> CONSEGNA DELL'ESERCIZIO
Secondo il brano sull'Esselunga, quanti giorni di prognosi riceve la commessa dopo le botte?

> BRANO DA LEGGERE
• • • • •

(Serio) proponimento pasquale. Basta Esselunga

Pasquetta di sole a Milano. Mando da qui il mio sentito ringraziamento alle previsioni del tempo che annunciavano burrasca continua sulla Liguria. Grazie di cuore alla loro romantica incompetenza… Me tapino. Amici carissimi mi avevano invitato a Camogli e io non ci sono andato per non fare il pieno degli acquazzoni italici dopo quello di Roma. Così loro oggi mi telefonano: "vedessi che sole, qua gli albergatori vogliono fare causa alle previsioni del tempo, non si parla d’altro". Be’, io non farò cause, mi ciuccio solo gli effetti. E ho comunque qualcosa d’altro di cui parlare.

Ho saputo infatti in questi giorni ciò che mi era sfuggito durante una delle mie assenze da Milano. La storia si ambienta in una Esselunga della parte sud della città. Protagonista e vittima, una commessa. La quale ha problemi di reni e dunque deve andare più frequentemente delle sue colleghe ad assolvere alle proprie necessità fisiologiche. Chiede dunque a un certo punto di potersi assentare dal posto di lavoro per andare in bagno. Le viene negato. Lei spiega le ragioni, esibisce perfino il certificato medico. Niente. La poverina (detto nel senso più affettuoso e solidale, sia chiaro) non resiste e vive l’umiliazione infinita di doversela fare addosso. Già questo dovrebbe indurre alla sollevazione una clientela appena sensibile alla dignità non dico del lavoratore ma della persona. Ma c’è di più. La commessa pensa, giustamente, di rivolgersi a quel punto al sindacato. Volete sapere la risposta dell’Esselunga, nella persona del suo responsabile locale (a che titolo lo sia non mi importa un fico)? La commessa viene portata in uno stanzino e riempita di botte. Non uno schiaffo, ma trenta giorni di prognosi. Avete capito bene, trenta giorni. Questo mentre altrove si danno tre giorni di malattia senza alcun controllo medico. Allora, io ho deciso quanto segue. Ho un’Esselunga vicino casa, aperta spesso nei giorni di festa. Oggi non vado neanche a vedere se è aperta, pur avendo il frigo sguarnito. Non ci andrò più. Non andrò più in nessuna Esselunga, e con me mia moglie Emilia. Meglio farsi chilometri nei dintorni che dare un euro a chi tratta così i lavoratori. Già, perché queste cose non accadono a caso; queste cose sono assolutamente ma proprio assolutamente impensabili se non entro un clima molto particolare. Proprio, fatte le debite ma non troppe differenze, come alla Diaz o a Bolzaneto. Insomma io non ci comprerò più niente. A loro non fregherà nulla, con il fatturato che hanno. Ma io voglio spendere bene anche la mia coscienza di consumatore. Se poi qualcuno la pensa come me, registrerò con piacere l’affinità elettiva. Siamo uomini o caporali?

• • • • •

> ESTRATTO DEI DATI
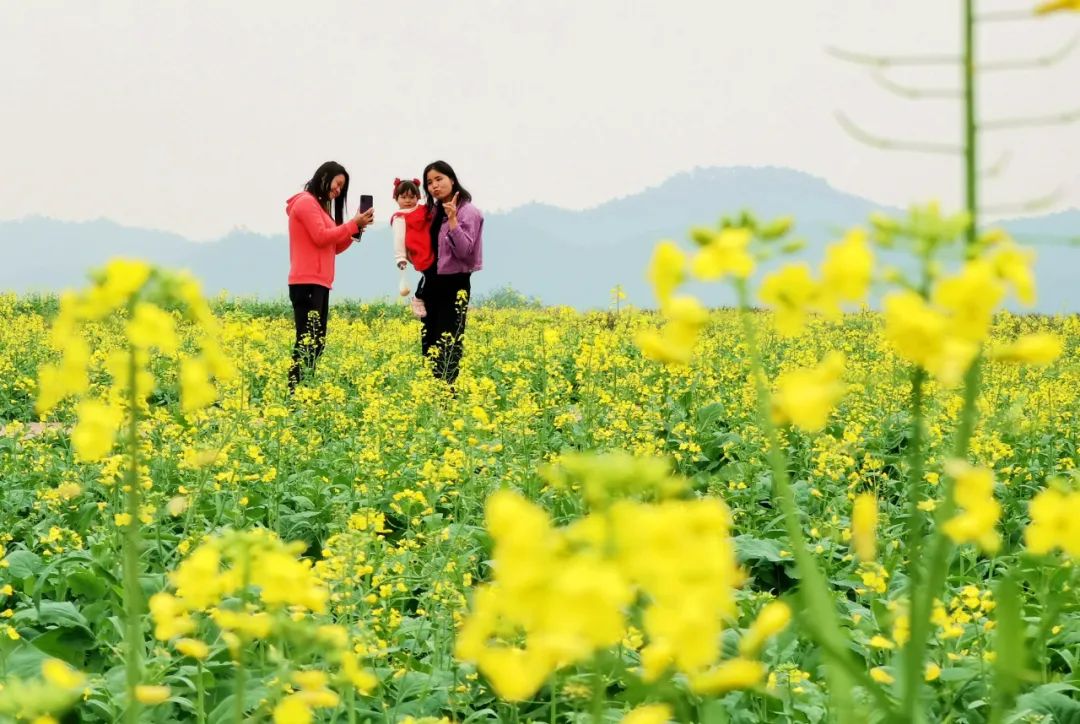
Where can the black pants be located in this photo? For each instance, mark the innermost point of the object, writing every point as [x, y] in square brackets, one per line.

• • • • •

> ESITO DEL COMPITO
Trenta giorni.